▶ _Job_: Rewrite all of the lines below in full, requests included, scaling every coordinate in the answers by 1.85 and rounding to the nearest whole number, with halves rounded up. Keep the numbers in the requests and their format samples as they are.

+++

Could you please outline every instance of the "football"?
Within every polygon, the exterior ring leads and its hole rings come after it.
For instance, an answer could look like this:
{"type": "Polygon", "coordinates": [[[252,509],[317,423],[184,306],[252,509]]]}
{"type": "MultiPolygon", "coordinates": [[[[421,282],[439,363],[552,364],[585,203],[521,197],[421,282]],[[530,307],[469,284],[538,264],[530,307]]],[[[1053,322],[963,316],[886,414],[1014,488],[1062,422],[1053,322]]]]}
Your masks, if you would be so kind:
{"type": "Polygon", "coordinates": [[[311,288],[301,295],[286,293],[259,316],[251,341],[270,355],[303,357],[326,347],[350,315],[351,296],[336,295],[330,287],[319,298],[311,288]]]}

+++

▶ _Solution below_:
Could you please outline every instance of the "football"?
Within every polygon, the exterior ring leads and its hole rings come after it.
For instance, an answer could look like this:
{"type": "Polygon", "coordinates": [[[252,509],[317,423],[184,306],[252,509]]]}
{"type": "MultiPolygon", "coordinates": [[[[421,282],[439,363],[552,364],[585,203],[521,197],[421,282]],[[530,307],[469,284],[538,264],[530,307]]],[[[1053,322],[963,316],[886,414],[1014,488],[1062,422],[1053,322]]]]}
Your masks, if you would be so kind:
{"type": "Polygon", "coordinates": [[[575,533],[557,546],[529,542],[479,585],[464,631],[500,657],[561,660],[603,642],[648,583],[649,548],[622,546],[611,531],[590,551],[575,533]]]}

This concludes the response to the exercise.